─── Supplied text ───
The main limitation of this study was a potential selection bias because all of our patients were of working age (18–65), mostly men and presented with lesion in only one area (neck/back, upper limb or lower limb). It is more than likely that MCID estimations would have been slightly lower in an older population or might have differed in a predominantly female population. Another limitation is that we cannot guaranty that all patients specifically answered the GRC with respect to the lesion injury they were hospitalized for. For example, a patient presenting with a chronic low back pain and comes to rehabilitation for a leg injury could be influenced by the back pain when completing the GRC. If we had not included this kind of patients, we might have estimated more MCID values with the ROC technique, but we would have deviated from real-life conditions.

Finally, we are aware that our way of evaluating the SEM is not ideal, because it is based on repeated measures with an intervention in between, but no data were available with repeated evaluations within a short time period. Moreover, it was not possible to implement such repeated evaluations in the therapeutic program of the patients, which is already very dense. However, our estimation is not penalized by a systematic bias (which is here due to the effect of the intervention, and not to a lack of reliability) and is in line with Rousson’s recommendations [41].

Tangent to this debate, and importantly, one should remember that the MCID is of limited value in the management of individuals taking part in multidisciplinary rehabilitation programs. By way of illustration, let us say that + 5 kg is a good estimation of the MCID for the JAM in patients with painful upper limb lesions. This only means that most patients who are satisfied with their clinical outcome after a multidisciplinary rehabilitation program have improved their grip strength by at least + 5 kg in this test. Now let us imagine that the main focus of a new rehabilitation program is grip strength to the detriment of other dimensions, like hand dexterity, bimanual activities, pain management, psychological support, etc. A high percentage of patients who reached this grip-strength MCID could be “globally unsatisfied” as their objectives in the other aspects were not met. This leads us to the opinion that the present estimations of MCIDs are not tailored for “all chronic musculoskeletal pain patients”, but for “chronic musculoskeletal pain patients participating in a vocational oriented multidisciplinary rehabilitation program”, where grip strength, walking speed or climbing stairs are only three aspects of many. In other words, these values should not be used to set goals at an individual level, unless the patient explicitly expresses a wish to increase grip strength, or walk or climb stairs faster.

Conclusion

MCIDs were estimated at + 75 m and + 60 m for the 6MWT (lower-limb and neck/back lesions, respectively), + 18 steps for the 1MSCT (lower-limb and neck/back lesions) and + 6 kg for the JAM (upper limb lesions). Distribution and opinion-based methods provided rough estimations of MCIDs for the SRT (+ 39w to + 61w), the STS (− 5 s to -7 s) and the PILE (+ 4 kg to + 7 kg). The use of specific anchors might eventually give better estimations for these three scales. Future research is needed to estimate MCIDs for functional scales in older chronic musculoskeletal pain patients.
─── Source information ───
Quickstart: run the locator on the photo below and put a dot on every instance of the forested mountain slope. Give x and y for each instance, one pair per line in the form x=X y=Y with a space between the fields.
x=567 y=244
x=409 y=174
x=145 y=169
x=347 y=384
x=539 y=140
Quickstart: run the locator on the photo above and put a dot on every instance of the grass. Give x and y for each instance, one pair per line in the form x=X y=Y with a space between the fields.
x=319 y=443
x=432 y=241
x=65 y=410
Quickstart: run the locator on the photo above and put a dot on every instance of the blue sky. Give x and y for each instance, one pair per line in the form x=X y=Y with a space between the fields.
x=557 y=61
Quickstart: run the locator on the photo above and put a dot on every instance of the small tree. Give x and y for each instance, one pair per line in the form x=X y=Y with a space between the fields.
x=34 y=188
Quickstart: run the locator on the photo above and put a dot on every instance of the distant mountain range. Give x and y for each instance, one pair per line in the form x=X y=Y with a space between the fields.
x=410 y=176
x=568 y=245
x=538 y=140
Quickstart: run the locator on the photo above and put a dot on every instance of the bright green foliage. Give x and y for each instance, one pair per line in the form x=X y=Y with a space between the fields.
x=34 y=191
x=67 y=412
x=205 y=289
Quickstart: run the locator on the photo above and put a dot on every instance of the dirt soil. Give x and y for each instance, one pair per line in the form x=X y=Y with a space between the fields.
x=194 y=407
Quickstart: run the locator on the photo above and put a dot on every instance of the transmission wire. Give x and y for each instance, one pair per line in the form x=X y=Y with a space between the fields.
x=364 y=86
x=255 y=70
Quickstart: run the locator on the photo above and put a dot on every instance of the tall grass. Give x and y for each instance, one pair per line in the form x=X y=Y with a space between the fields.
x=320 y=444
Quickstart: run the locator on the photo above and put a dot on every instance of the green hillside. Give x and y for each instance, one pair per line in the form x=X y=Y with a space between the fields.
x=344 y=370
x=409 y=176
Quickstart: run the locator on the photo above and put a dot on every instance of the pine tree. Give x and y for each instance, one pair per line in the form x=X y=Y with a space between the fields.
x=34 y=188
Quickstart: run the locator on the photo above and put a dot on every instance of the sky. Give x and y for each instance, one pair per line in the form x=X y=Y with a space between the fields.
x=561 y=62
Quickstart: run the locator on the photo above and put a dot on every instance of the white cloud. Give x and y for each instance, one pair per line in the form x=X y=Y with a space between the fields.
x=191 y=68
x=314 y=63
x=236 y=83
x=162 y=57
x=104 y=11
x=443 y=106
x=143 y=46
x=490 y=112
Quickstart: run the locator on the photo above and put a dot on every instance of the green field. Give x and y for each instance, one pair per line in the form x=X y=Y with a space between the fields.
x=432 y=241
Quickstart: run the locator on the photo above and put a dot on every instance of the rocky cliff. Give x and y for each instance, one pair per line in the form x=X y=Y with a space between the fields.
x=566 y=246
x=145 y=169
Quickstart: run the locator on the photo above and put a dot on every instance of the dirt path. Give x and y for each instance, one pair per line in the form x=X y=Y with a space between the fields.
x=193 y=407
───
Tasks to carry out:
(a) Based on the study text, do the following statements agree with it? For each one, answer yes or no and quote the deciding words. (i) All patients in the study were between 18 and 65 years old. (ii) The SEM was evaluated from repeated evaluations done within a short time period. (iii) The MCID for the JAM in upper limb lesions was estimated at + 6 kg.
(b) Write out the study text again from "MCIDs were estimated" to "musculoskeletal pain patients.", renaming "MCIDs" as "minimal clinically important differences" everywhere it appears.
(c) List every test or scale abbreviation that the conclusion of the study text gives an MCID estimate for.

Results by task:
(a)
(i) Yes: "all of our patients were of working age (18–65)"
(ii) No: "no data were available with repeated evaluations within a short time period"
(iii) Yes: "+ 6 kg for the JAM (upper limb lesions)"

(b)
minimal clinically important differences were estimated at + 75 m and + 60 m for the 6MWT (lower-limb and neck/back lesions, respectively), + 18 steps for the 1MSCT (lower-limb and neck/back lesions) and + 6 kg for the JAM (upper limb lesions). Distribution and opinion-based methods provided rough estimations of minimal clinically important differences for the SRT (+ 39w to + 61w), the STS (− 5 s to -7 s) and the PILE (+ 4 kg to + 7 kg). The use of specific anchors might eventually give better estimations for these three scales. Future research is needed to estimate minimal clinically important differences for functional scales in older chronic musculoskeletal pain patients.

(c) 6MWT, 1MSCT, JAM, SRT, STS, PILE